>> start

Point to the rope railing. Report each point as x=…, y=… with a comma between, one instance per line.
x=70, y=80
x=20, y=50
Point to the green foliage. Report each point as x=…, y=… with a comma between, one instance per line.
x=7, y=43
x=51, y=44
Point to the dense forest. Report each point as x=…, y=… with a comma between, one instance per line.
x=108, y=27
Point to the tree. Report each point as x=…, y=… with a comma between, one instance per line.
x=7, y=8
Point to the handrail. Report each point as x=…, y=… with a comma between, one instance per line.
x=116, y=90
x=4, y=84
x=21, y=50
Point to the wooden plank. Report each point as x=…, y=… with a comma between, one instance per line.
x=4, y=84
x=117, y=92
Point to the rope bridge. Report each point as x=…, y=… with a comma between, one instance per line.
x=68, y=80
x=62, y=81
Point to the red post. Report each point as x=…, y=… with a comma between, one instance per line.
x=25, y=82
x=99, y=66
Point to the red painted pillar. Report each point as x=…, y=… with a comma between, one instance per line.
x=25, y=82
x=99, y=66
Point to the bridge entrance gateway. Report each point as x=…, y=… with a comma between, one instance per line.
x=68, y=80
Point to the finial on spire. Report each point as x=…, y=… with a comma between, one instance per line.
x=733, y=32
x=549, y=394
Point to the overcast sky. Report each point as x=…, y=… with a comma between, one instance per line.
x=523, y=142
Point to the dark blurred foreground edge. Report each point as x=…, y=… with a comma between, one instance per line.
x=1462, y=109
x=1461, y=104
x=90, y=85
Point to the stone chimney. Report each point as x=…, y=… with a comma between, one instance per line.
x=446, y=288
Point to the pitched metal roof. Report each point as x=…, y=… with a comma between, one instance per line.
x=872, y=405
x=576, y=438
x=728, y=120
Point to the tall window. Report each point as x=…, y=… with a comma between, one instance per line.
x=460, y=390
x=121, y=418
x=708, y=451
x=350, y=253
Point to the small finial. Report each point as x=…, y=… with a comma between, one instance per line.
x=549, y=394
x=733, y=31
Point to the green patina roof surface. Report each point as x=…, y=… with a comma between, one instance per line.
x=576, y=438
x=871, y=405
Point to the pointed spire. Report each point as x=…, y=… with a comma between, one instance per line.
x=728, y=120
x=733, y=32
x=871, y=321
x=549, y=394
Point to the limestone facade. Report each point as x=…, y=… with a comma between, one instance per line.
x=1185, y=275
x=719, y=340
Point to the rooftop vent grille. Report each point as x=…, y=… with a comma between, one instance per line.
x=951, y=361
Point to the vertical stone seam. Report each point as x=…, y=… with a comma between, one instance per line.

>> end

▶ **Exercise directions**: Give the records above again, word for word.

▶ **Response to the task**:
Point to the rope railing. Report each point as x=…, y=… with a comma between, one instance per line.
x=70, y=80
x=20, y=50
Point to the green foliage. Report each point as x=…, y=… with a comma between, one instance per line.
x=7, y=43
x=51, y=44
Point to the dense forest. Report each point as x=…, y=… with a comma between, one instance per line.
x=108, y=27
Point to the tree. Report each point as x=…, y=… with a comma between, one instance per line.
x=7, y=8
Point to the handrail. Report each point as x=…, y=… with a comma between, one instance per line.
x=116, y=90
x=4, y=84
x=21, y=50
Point to the wooden plank. Report each point as x=…, y=… with a comma between, one instance per line.
x=4, y=84
x=117, y=92
Point to the rope bridge. Report each point as x=…, y=… with a comma between, one instance per line.
x=68, y=80
x=62, y=81
Point to the red post. Report each point as x=…, y=… with a comma between, one instance per line.
x=25, y=82
x=99, y=66
Point to the red painted pillar. Report each point as x=…, y=… with a comma between, one instance per line.
x=25, y=82
x=99, y=66
Point to the bridge entrance gateway. Report each point as x=…, y=… with a comma between, one instance per line.
x=68, y=80
Point to the finial on spire. Report each point as x=…, y=… with a comma between, one instance per line.
x=733, y=32
x=549, y=394
Point to the overcast sky. Report each point as x=…, y=… with a comma between, one instance per line.
x=523, y=142
Point to the dark blurred foreground edge. Report each point as x=…, y=… with a comma between, one instance per line.
x=1462, y=109
x=1461, y=104
x=90, y=85
Point to the stone chimney. Report each point as x=…, y=… with a comma between, one instance per line.
x=446, y=288
Point to the pitched metal roof. Report each point as x=…, y=… with a comma between, one instance per line.
x=872, y=405
x=576, y=438
x=728, y=120
Point to the tall window. Report each point as x=…, y=… with a comma between, one instance per line.
x=460, y=390
x=121, y=418
x=708, y=451
x=350, y=253
Point to the small finial. Report each point as x=…, y=… with a comma between, one instance per line.
x=549, y=394
x=733, y=31
Point to the green patina roof surface. Report each point as x=…, y=… with a comma between, one instance per line.
x=576, y=438
x=871, y=405
Point to the pointed spire. Report each point as x=…, y=… with a comma between, one instance per line.
x=728, y=120
x=733, y=32
x=871, y=321
x=549, y=394
Point to the limestone facade. Report each point as x=…, y=… with a comma between, one instance per line.
x=1185, y=275
x=719, y=340
Point to the rooftop vent grille. Report each point as x=…, y=… with a comma between, one instance per line.
x=951, y=361
Point to the vertical stone seam. Report each point as x=…, y=… with a comma between, one instance per line.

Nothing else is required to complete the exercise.